Skip all pictures, then copy the lines from the start of the data through the line with "of the rearview", keeping both ends.

.....

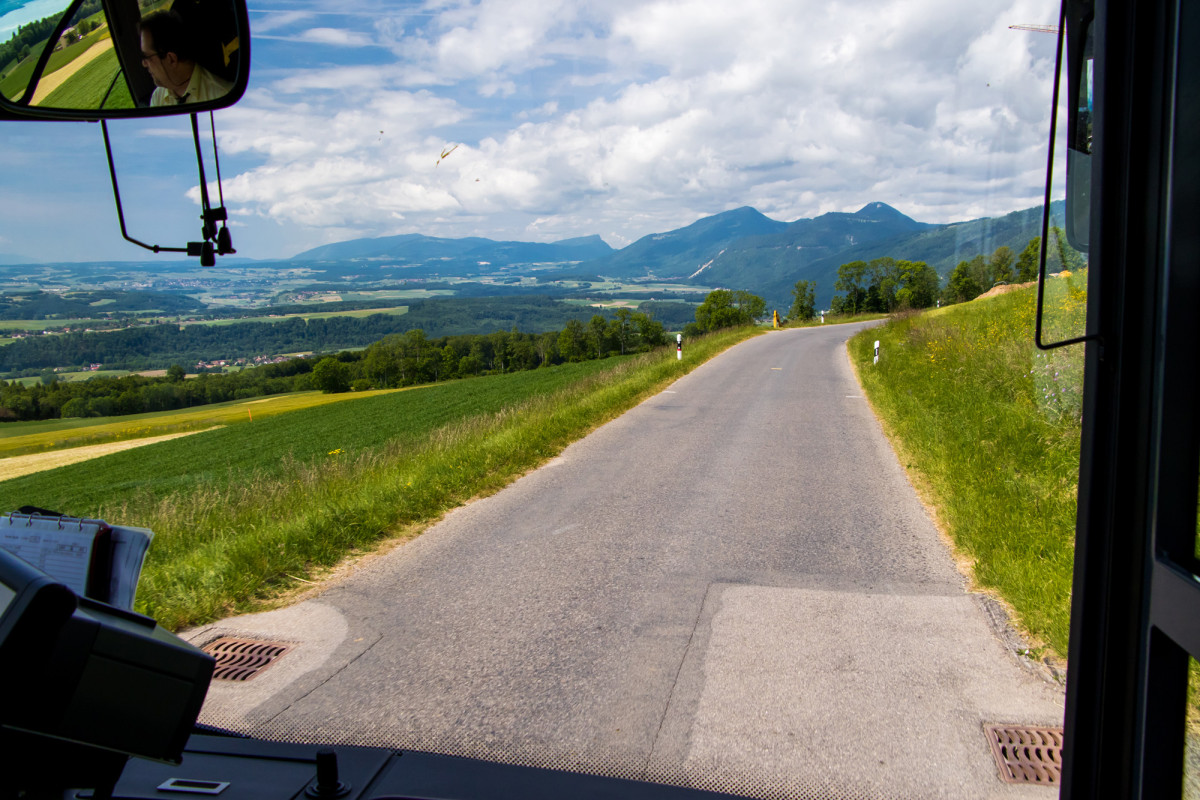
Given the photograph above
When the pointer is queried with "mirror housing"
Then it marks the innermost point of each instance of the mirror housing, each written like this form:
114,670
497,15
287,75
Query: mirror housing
87,61
1080,98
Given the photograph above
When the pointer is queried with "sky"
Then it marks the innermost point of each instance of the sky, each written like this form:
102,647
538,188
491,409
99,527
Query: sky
564,119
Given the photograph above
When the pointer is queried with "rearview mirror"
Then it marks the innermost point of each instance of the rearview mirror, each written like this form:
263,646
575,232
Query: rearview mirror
1080,97
111,59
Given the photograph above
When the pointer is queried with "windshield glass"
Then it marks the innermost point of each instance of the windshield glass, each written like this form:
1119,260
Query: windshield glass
743,583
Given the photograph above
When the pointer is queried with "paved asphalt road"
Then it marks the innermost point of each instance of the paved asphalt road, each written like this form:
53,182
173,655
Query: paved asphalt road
732,585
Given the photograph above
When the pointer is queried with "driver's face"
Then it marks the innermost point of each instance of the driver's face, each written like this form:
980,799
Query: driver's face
153,60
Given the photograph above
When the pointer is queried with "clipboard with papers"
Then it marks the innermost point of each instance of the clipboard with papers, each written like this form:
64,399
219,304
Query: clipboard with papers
90,557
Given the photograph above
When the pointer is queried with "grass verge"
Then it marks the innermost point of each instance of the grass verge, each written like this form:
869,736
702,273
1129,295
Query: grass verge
989,428
243,512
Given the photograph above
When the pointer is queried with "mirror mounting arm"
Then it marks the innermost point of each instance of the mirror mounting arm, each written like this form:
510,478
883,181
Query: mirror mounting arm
117,196
204,248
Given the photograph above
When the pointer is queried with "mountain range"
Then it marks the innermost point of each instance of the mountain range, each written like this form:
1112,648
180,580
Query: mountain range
739,248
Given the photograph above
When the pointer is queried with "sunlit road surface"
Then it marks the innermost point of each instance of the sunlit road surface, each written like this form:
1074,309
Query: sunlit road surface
731,587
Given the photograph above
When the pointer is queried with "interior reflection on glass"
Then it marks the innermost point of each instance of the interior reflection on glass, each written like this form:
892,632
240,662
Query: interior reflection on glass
73,55
1192,740
1086,101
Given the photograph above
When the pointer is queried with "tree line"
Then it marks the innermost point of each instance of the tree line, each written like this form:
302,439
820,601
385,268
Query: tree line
887,284
408,359
396,360
157,347
21,43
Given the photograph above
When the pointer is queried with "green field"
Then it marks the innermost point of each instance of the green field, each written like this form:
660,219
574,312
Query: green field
43,324
93,86
16,80
241,511
279,318
43,435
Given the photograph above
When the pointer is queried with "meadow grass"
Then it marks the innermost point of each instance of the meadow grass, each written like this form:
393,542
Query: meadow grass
243,512
396,311
89,86
43,435
989,427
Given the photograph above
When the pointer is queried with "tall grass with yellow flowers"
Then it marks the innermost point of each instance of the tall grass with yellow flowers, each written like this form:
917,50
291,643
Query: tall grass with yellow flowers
989,427
246,511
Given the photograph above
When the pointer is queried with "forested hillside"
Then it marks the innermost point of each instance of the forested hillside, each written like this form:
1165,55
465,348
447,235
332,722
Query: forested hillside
161,346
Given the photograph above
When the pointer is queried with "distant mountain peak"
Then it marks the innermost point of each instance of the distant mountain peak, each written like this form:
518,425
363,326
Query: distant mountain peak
881,211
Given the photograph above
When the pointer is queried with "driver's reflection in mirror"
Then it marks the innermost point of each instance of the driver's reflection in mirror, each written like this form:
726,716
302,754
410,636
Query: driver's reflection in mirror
168,54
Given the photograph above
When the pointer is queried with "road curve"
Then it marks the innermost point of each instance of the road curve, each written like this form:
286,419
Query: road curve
731,587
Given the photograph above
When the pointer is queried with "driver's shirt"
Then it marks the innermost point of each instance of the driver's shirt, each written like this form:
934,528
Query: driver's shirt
203,86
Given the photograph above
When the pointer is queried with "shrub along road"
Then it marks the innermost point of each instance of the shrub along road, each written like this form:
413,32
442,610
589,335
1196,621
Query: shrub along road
732,585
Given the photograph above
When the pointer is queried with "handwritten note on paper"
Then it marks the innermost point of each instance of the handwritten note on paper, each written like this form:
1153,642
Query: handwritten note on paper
63,553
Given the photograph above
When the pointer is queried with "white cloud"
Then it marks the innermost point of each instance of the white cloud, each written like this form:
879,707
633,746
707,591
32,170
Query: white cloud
636,118
335,36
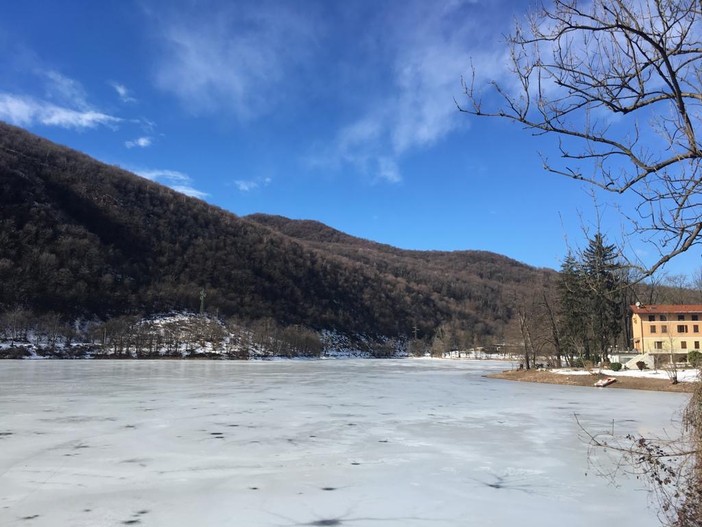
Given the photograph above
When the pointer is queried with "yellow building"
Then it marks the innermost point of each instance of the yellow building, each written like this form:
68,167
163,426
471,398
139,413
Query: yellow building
666,328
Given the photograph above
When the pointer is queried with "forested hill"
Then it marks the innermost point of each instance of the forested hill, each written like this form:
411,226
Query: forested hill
82,238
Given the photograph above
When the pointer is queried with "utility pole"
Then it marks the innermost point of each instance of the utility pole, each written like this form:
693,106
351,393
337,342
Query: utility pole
202,301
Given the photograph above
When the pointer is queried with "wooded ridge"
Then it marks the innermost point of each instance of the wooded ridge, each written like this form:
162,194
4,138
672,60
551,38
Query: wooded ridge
88,240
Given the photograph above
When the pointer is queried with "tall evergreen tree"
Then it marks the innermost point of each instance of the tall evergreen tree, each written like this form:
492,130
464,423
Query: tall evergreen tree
602,272
591,290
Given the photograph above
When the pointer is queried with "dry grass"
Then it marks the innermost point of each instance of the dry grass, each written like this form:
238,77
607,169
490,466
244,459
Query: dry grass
628,383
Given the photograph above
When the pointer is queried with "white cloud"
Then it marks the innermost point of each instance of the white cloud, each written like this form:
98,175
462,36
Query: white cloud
27,111
234,57
141,142
251,184
122,92
426,50
178,181
65,91
246,186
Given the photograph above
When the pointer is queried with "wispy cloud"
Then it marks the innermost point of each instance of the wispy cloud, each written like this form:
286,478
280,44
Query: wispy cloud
247,185
140,142
425,54
178,181
65,104
232,57
123,92
27,111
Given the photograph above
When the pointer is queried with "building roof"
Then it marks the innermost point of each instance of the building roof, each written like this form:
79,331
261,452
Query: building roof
645,309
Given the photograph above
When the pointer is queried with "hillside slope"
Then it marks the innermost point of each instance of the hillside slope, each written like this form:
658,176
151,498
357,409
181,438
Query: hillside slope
82,238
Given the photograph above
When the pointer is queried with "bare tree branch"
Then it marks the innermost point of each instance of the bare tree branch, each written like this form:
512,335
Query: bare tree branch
619,82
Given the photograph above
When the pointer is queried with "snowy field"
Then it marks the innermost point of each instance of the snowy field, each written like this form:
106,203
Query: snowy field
359,443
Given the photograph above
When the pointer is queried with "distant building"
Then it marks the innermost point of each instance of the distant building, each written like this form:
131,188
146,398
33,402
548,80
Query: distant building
666,328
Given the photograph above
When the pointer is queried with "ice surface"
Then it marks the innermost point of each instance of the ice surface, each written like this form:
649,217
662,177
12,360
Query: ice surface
308,443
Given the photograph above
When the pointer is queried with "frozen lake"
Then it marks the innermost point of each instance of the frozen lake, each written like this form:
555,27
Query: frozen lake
395,443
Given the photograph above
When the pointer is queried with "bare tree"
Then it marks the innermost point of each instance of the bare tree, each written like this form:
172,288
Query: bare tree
618,83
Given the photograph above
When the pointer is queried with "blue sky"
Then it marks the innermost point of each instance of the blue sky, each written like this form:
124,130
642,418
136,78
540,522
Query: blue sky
341,112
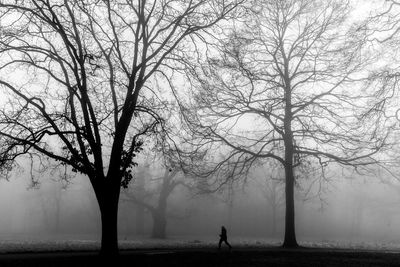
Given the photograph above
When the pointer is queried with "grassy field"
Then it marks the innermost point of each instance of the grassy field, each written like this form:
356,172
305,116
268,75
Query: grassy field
209,257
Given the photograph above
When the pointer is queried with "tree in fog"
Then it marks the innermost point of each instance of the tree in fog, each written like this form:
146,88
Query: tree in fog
155,199
81,82
282,86
272,189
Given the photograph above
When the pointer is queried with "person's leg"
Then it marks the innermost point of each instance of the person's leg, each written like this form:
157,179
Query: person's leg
229,245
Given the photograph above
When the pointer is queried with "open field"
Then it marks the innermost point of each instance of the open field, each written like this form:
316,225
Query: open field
209,257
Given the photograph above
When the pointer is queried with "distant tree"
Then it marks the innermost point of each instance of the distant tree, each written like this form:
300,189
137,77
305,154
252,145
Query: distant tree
79,82
282,86
155,199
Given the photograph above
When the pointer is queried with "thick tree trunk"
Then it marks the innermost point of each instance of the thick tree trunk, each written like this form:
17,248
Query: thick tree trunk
274,219
108,199
159,225
290,234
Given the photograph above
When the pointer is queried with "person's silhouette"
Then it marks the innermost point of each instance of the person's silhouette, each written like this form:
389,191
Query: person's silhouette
223,237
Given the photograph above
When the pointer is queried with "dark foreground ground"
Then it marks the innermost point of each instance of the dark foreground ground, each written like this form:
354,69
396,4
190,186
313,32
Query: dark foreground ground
208,257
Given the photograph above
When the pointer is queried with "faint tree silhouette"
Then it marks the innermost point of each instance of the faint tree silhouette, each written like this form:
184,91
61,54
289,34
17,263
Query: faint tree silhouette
282,86
80,79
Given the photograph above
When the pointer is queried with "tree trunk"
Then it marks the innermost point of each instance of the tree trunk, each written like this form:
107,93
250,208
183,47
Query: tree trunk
290,234
159,225
274,219
108,202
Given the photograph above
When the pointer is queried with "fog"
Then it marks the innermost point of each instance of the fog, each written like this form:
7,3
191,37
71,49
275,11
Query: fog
351,209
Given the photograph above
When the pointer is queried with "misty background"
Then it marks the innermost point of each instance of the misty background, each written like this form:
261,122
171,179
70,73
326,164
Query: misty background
357,209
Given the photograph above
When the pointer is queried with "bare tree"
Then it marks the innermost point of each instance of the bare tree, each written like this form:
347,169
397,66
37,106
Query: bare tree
155,200
283,86
80,80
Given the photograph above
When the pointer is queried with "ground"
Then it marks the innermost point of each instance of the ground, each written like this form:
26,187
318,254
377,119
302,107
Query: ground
209,257
196,252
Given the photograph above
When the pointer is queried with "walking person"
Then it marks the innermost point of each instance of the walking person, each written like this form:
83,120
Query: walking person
223,237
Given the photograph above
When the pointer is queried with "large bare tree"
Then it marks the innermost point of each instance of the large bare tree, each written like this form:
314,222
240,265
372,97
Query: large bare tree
80,80
283,86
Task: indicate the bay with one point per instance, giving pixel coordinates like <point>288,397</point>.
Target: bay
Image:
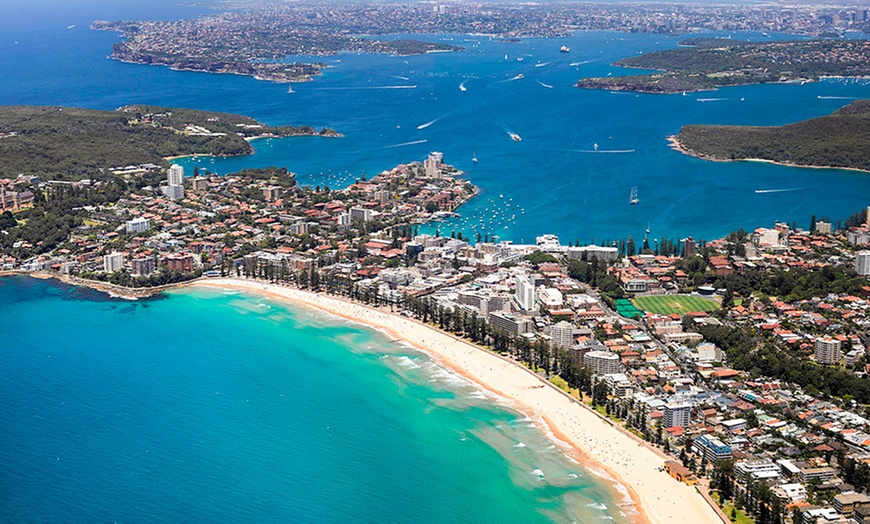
<point>214,406</point>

.....

Answer area:
Given the photograph above
When the pointer is queried with "mirror housing"
Then it marks the innermost point of each instance of the mirror housing, each written like this form:
114,670
497,15
287,75
Query: mirror housing
87,61
1080,98
Given the photograph above
When the pointer is queried with "sky"
Then it marks the innermost point of each instance of the sky, each written like this form:
102,647
538,188
491,409
99,527
Query: sky
564,119
Given the photograph above
When the pointer is queried with "rearview mirror"
Then it marks the innermost point of each instance of the rearview mirror, each written like this form:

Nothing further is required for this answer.